DOCUMENT SECTION:
[Elecraft] [KX3] JT65 and JT9 possible TX issues
Neil Zampella
neilz at techie.com
Sat May 9 10:48:07 EDT 2015
FWIW ... I did the temperature compensation routine and added an
aftermarket heatsink to my KX3. I can transmit JT65 at 10 w without
hitting the HiTemp issue. I decided to add some additional cooling, so
I yanked an old 12v CPU cooler out of one of the old desktop computer
cases I have laying around, soldered on a few powerpole connectors, and
have that sitting on top of the KX3 to provide extra cooling. No
HiTemp problems on JT9 with that running at all.
At 5 to 10 watts, I've hit all continents except for Asia, and that's
more an issue with my antenna than with the radio, as I can QSO with
Australia at 5 w on JT65 if I hear them. This is from Southwest PA
near Pittsburgh.

MATERIALS PROVIDED:
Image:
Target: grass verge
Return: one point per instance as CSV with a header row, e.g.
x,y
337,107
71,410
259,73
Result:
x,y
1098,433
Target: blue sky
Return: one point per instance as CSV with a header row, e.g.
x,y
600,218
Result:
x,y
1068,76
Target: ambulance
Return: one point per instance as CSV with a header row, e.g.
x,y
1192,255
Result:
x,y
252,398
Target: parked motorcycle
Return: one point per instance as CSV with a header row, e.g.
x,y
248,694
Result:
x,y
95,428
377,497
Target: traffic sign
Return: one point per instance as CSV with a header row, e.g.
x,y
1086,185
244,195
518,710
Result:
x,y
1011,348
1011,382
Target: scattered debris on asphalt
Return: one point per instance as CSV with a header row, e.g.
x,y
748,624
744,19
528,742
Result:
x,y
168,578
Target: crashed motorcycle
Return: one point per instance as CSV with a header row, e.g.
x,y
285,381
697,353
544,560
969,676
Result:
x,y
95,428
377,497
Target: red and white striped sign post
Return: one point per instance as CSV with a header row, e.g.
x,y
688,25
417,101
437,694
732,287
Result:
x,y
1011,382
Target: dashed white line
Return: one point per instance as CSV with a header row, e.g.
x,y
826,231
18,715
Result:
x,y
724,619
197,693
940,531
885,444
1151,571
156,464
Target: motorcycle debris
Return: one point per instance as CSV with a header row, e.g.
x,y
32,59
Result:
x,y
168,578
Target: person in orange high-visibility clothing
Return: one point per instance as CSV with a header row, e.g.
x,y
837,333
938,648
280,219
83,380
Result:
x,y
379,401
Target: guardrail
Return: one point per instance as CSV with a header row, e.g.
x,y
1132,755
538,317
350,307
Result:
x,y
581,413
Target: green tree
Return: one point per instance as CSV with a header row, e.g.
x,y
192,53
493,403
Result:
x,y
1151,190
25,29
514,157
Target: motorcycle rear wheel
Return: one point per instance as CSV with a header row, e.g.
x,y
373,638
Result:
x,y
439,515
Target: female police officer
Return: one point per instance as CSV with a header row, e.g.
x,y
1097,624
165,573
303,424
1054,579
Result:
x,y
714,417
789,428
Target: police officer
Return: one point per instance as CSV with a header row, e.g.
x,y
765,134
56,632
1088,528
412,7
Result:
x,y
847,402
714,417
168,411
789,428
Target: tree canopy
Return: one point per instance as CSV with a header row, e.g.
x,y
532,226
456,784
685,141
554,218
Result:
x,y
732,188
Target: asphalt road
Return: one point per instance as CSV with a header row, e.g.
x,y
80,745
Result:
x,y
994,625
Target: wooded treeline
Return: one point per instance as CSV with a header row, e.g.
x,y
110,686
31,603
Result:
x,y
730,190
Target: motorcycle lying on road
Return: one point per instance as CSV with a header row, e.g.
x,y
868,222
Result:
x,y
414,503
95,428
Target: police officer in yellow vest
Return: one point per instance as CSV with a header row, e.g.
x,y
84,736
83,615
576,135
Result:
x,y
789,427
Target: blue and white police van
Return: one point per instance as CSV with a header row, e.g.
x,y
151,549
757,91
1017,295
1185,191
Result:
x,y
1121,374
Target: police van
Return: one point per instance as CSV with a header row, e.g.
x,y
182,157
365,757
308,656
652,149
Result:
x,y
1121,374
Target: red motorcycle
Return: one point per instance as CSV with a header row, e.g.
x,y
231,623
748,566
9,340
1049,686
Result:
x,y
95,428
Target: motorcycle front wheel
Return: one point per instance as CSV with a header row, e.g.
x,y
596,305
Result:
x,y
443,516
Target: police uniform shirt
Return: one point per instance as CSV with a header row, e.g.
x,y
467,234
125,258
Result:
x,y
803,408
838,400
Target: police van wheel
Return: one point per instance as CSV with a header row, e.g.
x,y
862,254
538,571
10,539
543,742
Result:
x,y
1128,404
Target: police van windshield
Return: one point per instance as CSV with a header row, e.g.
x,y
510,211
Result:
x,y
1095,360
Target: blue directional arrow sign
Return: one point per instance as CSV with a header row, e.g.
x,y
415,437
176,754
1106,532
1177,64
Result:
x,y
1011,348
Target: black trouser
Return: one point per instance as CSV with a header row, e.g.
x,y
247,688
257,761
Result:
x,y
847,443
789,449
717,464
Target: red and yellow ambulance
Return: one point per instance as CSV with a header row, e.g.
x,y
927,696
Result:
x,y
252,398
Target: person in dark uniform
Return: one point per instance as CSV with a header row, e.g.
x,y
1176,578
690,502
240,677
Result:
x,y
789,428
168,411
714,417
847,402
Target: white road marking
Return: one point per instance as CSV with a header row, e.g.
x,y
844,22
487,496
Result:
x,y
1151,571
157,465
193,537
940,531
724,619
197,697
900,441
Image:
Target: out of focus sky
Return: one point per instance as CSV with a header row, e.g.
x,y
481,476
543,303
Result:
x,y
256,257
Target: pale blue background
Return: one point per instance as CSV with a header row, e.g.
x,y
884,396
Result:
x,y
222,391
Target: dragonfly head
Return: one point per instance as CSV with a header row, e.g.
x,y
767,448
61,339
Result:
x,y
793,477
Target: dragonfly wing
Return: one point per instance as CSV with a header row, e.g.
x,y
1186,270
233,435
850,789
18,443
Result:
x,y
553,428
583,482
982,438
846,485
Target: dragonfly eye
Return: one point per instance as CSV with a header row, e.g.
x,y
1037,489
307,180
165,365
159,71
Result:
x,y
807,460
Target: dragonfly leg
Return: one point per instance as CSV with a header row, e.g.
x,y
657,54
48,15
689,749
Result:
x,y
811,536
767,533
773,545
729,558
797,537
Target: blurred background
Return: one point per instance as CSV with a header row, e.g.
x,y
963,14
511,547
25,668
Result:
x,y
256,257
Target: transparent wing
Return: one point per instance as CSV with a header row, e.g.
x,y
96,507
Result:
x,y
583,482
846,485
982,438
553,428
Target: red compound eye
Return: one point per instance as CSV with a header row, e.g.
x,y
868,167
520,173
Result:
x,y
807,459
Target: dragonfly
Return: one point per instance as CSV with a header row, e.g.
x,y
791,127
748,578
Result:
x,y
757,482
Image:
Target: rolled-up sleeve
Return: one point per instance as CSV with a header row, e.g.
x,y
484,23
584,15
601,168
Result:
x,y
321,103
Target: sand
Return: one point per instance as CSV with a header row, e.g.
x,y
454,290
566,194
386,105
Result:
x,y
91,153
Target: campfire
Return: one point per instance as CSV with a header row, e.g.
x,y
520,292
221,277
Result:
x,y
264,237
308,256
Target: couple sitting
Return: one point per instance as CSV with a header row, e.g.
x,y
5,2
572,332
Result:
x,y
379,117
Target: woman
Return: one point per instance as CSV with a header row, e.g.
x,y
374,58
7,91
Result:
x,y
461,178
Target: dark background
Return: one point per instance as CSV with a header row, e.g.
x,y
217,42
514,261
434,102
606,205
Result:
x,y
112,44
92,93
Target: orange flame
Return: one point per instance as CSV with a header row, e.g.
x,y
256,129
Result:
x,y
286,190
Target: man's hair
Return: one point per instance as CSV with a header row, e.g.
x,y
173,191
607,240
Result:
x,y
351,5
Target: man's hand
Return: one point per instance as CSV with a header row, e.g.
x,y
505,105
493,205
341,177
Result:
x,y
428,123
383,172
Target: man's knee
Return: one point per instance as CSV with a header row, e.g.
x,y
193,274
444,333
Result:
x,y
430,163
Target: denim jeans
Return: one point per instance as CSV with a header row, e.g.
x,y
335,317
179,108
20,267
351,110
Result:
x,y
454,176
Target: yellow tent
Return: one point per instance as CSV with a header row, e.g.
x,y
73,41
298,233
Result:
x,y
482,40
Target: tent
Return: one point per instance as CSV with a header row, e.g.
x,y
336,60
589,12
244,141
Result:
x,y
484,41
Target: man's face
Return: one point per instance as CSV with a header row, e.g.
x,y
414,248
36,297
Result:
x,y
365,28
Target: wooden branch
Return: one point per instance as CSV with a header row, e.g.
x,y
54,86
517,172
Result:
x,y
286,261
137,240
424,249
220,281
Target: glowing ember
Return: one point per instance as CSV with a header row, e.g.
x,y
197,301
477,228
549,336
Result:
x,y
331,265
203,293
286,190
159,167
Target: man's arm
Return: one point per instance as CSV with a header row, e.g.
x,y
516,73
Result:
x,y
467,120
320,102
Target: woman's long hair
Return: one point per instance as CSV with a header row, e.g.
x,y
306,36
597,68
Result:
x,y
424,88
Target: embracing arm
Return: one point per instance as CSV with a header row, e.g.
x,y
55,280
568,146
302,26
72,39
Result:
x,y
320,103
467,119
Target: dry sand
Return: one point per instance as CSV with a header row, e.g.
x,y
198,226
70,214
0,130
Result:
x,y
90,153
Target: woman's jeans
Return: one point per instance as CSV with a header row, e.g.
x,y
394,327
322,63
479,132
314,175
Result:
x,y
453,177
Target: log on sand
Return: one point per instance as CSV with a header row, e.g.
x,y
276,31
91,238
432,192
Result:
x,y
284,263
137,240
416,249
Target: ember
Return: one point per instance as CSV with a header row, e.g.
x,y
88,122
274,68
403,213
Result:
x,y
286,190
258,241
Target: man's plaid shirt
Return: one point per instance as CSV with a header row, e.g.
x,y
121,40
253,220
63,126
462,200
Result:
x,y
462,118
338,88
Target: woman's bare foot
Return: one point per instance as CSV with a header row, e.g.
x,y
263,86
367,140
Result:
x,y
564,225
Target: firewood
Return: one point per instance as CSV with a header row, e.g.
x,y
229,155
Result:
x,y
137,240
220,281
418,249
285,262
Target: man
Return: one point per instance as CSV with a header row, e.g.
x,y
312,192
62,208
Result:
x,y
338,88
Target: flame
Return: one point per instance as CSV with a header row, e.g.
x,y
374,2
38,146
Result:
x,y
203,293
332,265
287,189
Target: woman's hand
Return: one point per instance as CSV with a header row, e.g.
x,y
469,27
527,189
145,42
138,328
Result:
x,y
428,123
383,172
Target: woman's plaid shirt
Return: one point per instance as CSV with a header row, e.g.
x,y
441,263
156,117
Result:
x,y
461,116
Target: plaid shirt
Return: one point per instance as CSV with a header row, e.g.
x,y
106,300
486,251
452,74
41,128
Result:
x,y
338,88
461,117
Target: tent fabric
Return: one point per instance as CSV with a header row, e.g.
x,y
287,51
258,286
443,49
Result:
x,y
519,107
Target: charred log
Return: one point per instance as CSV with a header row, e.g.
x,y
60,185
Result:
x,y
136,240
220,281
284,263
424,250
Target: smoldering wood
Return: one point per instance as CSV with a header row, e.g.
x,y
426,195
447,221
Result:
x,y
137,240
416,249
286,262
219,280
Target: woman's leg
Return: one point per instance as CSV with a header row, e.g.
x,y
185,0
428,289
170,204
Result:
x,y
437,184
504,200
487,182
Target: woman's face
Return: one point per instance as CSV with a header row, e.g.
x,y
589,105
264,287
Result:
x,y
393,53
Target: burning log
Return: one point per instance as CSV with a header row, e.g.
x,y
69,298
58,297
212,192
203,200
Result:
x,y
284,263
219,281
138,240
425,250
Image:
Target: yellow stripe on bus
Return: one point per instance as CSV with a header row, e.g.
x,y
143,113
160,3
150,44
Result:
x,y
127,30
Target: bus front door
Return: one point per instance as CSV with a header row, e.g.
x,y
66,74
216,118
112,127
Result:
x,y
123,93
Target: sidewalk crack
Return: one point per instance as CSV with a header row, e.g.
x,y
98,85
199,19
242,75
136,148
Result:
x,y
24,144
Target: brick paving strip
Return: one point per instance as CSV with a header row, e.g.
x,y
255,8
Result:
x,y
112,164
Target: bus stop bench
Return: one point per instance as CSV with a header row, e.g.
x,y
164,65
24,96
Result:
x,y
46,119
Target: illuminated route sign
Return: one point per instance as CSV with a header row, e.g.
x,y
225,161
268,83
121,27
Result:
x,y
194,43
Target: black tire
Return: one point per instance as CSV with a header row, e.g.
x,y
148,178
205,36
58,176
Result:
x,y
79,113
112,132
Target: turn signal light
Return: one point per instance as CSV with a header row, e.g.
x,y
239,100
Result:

REQUIREMENT A: Count the lines in the entries that contain the string "plaid". Give only the number.
REQUIREMENT B: Pick up the post about keeping the KX3 cool on JT65 and JT9 after its last sentence and keep writing.
The post and the entries have nothing to do with each other.

WRITTEN ANSWER A: 3

WRITTEN ANSWER B:
Neil
KN3ILZ
On 05/07/15 11:27 pm, Jim Brown wrote:
> On Thu,5/7/2015 7:15 PM, Gary Hawkins wrote:
>> In an ideal world, I'd pair the KX3 with KXPA100 under low drive but
>> if the KX3 is not the right radio for JT65/JT9 then perhaps it would
>> be better to buy another JT65/JT9 out-the-box ready rig for the home
>> shack and keep the KX3 for portable ops (around 80 SOTA activations
>> so far and counting).
>
> The ONLY shortcoming of the KX3 for JT65/JT9 is heating during the
> long TX cycle, which in practice limits its output to about 3W, and
> you want an aftermarket heat sink. Use that 3W to drive a KXPA100 to
> about 60W, and you've got an excellent radio. You would need to move
> up to a K3 to get better. and 60W is a LOT on JT65 and JT9. More power
> than that is used only on 160M, 6M, and weak signal modes like
> moonbounce. On HF, most JT65/JT9 is in the range of 5-30W.
>
> Temperature stability is only an issue on 6M and above.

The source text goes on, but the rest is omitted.